_SHORT EXERCISE:_
Go through the listing below and report each line that contains the word "teal", copying every such line in full.

□ □ □ □

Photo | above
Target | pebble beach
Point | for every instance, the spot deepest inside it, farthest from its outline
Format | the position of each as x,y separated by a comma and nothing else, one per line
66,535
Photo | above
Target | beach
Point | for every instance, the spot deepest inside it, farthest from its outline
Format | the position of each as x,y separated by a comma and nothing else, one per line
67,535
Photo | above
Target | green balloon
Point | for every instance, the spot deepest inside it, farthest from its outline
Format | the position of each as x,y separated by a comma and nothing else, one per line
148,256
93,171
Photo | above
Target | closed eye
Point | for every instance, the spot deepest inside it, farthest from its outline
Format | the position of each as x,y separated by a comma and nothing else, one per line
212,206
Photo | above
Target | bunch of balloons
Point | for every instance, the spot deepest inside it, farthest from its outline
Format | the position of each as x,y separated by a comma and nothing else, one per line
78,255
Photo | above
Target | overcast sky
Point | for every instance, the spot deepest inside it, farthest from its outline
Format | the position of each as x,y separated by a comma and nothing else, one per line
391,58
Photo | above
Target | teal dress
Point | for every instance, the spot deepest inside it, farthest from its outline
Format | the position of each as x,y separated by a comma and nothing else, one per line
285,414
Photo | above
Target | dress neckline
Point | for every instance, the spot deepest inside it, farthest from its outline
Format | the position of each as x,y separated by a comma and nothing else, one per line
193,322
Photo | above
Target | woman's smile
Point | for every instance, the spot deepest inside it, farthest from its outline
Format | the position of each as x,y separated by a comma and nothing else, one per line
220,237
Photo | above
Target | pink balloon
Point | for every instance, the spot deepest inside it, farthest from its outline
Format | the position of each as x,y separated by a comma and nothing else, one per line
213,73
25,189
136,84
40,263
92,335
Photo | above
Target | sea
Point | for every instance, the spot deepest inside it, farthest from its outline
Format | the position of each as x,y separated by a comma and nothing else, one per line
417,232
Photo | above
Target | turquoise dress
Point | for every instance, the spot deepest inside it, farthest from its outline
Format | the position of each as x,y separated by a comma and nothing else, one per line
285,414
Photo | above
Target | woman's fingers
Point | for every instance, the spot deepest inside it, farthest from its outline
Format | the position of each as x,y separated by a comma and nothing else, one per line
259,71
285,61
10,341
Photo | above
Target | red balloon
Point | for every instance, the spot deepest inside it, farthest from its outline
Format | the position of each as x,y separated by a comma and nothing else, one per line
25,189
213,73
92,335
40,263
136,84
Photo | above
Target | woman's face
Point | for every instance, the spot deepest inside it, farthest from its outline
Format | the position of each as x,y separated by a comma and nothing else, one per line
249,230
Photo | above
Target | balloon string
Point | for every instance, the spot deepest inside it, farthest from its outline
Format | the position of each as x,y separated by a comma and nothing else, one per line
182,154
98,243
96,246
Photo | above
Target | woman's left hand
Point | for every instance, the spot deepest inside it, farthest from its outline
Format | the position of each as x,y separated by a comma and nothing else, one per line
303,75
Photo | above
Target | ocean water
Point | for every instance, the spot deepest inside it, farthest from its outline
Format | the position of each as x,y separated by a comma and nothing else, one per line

□ □ □ □

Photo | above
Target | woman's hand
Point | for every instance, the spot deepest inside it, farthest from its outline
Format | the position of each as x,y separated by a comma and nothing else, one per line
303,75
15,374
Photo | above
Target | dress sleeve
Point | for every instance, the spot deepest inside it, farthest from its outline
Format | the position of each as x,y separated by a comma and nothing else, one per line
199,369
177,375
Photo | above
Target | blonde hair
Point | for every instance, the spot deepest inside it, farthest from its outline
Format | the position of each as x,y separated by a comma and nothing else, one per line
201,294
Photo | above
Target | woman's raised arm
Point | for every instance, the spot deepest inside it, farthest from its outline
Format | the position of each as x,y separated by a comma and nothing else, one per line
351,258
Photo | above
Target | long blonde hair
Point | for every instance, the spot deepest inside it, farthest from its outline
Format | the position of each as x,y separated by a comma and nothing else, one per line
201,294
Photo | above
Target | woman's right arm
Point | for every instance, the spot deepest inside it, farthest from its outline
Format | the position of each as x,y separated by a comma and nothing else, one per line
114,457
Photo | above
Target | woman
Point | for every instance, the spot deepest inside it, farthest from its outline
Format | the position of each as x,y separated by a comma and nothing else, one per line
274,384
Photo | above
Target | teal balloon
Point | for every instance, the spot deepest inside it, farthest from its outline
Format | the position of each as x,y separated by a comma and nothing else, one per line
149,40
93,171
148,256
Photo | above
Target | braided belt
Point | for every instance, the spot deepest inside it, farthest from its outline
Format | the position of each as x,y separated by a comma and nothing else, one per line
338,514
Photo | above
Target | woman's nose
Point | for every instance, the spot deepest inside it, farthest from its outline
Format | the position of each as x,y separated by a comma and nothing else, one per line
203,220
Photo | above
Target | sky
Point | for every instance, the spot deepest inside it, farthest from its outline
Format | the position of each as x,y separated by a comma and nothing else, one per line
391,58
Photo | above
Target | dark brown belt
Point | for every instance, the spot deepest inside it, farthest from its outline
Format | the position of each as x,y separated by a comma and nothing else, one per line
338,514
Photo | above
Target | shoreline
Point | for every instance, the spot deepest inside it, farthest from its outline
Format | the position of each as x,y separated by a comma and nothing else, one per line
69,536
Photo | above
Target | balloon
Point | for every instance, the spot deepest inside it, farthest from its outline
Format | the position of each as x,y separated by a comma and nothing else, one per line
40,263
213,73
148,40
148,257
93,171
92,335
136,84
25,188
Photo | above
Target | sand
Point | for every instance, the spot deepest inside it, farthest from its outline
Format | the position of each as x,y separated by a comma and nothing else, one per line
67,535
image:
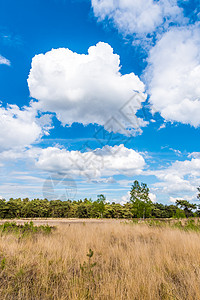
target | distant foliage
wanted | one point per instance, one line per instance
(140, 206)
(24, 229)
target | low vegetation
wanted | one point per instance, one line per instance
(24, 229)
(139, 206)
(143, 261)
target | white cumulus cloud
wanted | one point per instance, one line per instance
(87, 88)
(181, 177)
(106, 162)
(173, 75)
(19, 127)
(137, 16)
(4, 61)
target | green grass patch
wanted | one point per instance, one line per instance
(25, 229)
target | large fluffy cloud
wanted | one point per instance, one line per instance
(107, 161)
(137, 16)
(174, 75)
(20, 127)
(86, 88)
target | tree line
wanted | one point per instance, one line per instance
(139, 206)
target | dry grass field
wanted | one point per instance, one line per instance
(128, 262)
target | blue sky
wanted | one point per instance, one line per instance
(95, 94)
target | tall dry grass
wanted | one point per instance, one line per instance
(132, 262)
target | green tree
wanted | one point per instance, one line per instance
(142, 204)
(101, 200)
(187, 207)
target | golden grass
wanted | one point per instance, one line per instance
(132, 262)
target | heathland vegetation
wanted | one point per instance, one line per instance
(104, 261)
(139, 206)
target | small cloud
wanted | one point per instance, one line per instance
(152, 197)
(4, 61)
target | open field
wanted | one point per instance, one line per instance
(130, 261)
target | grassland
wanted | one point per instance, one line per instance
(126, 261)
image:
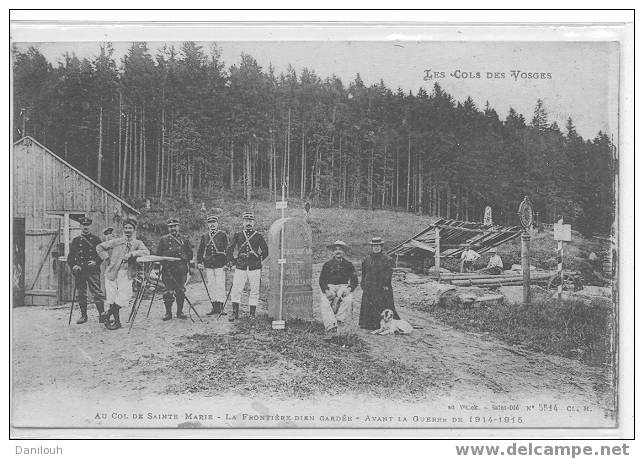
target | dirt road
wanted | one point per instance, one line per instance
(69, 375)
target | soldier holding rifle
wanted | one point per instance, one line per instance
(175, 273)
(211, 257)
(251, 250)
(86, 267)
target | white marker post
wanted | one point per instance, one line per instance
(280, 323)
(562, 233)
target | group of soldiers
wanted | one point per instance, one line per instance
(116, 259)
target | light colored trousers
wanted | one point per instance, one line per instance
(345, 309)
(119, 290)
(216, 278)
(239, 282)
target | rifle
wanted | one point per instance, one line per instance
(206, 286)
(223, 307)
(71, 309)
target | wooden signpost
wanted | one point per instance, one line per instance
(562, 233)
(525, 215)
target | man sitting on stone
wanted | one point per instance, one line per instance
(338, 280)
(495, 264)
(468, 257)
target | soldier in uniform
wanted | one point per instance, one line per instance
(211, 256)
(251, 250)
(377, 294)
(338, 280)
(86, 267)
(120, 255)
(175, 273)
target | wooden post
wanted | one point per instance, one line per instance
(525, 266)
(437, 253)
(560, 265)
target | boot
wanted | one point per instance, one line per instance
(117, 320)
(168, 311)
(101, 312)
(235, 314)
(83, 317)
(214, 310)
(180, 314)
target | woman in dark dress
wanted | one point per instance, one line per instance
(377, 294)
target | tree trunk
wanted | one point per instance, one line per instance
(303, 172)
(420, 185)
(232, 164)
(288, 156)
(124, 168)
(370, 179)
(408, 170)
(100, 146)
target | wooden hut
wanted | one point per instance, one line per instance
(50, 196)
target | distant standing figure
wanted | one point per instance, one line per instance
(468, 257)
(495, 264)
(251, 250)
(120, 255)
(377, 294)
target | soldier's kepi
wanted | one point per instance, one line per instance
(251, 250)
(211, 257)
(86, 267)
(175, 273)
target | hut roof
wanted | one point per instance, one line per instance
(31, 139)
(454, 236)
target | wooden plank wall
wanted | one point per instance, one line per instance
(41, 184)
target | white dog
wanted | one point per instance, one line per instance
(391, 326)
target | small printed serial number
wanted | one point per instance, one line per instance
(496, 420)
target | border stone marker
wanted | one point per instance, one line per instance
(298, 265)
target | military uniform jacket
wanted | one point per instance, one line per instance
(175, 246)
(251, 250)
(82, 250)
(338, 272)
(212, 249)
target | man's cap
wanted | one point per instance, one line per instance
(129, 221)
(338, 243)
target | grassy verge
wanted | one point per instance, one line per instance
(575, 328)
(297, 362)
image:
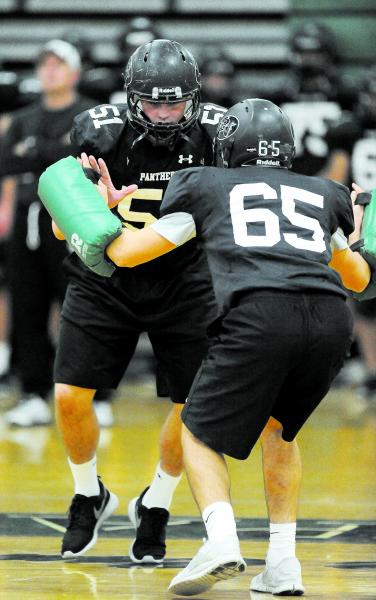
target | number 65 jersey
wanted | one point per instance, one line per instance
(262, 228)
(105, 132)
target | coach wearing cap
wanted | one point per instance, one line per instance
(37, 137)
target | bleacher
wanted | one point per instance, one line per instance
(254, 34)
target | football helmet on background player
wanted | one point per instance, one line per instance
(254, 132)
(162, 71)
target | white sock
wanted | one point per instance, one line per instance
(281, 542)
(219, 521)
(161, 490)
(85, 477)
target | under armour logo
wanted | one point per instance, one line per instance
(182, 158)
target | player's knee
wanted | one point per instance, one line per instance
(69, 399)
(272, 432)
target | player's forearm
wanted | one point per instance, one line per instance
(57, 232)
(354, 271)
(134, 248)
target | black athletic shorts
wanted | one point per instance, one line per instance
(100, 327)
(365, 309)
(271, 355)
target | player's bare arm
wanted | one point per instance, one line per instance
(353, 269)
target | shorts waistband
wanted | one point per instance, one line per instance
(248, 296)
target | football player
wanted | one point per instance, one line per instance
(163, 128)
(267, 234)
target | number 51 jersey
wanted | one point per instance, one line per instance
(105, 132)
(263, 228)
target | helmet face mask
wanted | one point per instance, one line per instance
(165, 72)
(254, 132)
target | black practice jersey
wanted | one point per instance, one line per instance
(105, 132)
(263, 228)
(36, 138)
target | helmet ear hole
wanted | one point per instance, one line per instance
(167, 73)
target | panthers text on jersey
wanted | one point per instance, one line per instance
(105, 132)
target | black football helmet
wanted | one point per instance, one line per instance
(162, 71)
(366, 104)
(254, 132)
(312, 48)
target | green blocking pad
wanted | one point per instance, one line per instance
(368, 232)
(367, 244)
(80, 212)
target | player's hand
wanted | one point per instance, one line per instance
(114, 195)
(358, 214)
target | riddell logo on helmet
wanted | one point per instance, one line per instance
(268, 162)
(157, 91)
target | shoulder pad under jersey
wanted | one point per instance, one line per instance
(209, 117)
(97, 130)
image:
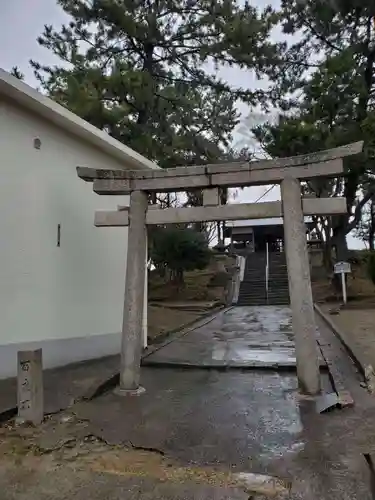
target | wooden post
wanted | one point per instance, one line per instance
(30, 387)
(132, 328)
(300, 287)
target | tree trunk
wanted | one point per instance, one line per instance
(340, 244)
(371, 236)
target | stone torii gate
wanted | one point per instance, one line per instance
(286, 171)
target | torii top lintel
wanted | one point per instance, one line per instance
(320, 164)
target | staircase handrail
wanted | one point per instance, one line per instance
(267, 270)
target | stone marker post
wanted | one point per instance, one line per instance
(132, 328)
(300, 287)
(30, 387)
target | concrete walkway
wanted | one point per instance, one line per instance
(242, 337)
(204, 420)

□ □ □ □

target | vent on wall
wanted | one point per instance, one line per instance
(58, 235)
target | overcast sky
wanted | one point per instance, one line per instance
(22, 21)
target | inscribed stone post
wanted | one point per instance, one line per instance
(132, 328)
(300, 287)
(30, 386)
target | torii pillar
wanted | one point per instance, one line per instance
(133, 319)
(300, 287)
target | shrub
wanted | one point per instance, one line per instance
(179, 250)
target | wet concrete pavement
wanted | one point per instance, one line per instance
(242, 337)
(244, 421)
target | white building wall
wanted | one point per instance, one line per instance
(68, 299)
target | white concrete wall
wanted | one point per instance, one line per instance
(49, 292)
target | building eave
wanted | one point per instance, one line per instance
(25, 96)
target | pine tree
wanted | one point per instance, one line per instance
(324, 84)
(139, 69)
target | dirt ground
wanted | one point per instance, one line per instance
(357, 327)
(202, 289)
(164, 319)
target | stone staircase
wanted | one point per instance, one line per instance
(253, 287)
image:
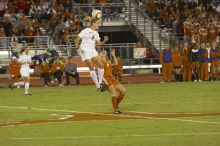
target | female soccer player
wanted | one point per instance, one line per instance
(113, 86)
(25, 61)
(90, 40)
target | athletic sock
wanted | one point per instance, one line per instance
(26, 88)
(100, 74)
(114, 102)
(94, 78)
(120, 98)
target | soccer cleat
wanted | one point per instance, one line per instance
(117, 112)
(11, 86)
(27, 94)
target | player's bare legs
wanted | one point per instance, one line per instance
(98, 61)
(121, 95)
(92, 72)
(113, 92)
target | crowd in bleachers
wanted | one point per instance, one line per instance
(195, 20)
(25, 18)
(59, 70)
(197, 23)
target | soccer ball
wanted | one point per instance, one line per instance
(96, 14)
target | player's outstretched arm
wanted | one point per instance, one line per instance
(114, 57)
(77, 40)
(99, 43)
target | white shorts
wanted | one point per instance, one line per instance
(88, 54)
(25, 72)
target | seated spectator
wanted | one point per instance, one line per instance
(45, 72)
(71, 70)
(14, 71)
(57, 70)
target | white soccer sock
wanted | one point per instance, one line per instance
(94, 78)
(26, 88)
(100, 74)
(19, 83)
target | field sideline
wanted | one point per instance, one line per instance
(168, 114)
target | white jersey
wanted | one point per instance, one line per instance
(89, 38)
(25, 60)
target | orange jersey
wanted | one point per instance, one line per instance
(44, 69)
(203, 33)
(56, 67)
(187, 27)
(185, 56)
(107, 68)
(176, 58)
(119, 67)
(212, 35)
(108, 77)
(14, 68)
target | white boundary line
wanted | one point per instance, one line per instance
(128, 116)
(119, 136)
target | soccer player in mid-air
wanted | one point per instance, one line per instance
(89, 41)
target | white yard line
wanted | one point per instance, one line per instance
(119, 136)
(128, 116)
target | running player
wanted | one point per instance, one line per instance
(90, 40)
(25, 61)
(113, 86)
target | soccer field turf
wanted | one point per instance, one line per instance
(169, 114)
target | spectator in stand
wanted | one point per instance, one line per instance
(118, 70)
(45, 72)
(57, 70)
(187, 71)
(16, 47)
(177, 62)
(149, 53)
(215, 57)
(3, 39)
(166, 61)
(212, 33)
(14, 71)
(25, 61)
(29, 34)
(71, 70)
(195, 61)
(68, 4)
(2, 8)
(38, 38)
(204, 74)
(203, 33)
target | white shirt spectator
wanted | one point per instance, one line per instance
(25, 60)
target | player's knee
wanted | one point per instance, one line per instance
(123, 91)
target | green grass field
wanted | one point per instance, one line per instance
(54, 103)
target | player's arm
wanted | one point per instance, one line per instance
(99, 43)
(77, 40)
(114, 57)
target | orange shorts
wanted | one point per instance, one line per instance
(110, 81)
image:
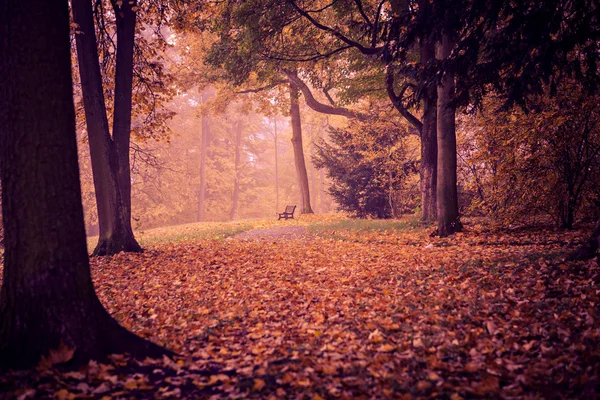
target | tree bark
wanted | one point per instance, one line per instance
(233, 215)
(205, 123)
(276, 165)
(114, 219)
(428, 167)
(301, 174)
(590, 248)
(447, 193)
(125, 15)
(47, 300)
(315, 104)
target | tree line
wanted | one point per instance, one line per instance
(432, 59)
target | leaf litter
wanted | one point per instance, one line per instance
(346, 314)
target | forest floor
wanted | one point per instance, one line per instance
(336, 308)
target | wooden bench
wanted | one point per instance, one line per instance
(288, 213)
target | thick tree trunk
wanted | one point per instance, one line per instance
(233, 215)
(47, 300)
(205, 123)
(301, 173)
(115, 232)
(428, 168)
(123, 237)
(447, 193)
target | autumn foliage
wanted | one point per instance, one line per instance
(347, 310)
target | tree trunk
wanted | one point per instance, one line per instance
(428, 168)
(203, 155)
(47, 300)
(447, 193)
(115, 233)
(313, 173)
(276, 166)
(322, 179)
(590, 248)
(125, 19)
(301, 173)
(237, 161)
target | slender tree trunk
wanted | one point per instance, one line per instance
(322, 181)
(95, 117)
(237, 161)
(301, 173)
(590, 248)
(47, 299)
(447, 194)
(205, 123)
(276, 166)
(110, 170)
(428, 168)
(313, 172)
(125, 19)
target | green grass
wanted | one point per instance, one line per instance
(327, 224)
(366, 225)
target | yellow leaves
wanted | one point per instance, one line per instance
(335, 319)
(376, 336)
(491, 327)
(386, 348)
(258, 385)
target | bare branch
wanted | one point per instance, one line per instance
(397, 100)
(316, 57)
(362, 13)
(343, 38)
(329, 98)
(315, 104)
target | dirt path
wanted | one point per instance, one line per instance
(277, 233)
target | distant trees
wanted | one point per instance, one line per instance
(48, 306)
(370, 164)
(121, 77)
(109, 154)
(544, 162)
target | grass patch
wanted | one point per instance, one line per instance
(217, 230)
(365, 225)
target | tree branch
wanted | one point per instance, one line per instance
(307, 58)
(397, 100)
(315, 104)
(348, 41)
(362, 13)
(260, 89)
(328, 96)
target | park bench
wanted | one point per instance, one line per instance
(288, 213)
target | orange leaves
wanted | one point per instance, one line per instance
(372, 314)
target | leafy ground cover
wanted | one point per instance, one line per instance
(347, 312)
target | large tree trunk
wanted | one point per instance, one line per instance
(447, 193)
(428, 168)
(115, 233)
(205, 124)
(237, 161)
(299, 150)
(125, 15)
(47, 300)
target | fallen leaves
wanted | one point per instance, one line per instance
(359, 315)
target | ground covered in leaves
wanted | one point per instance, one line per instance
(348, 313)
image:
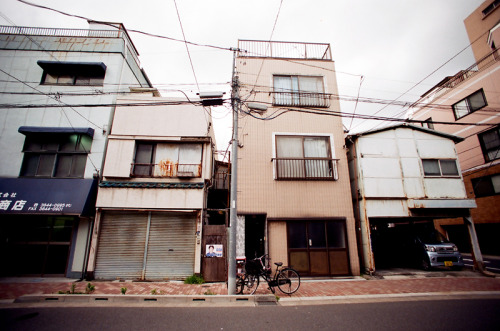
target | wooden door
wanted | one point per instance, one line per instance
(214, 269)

□ □ □ □

_WORKED SOLUTION:_
Target | teal dress
Target | teal balloon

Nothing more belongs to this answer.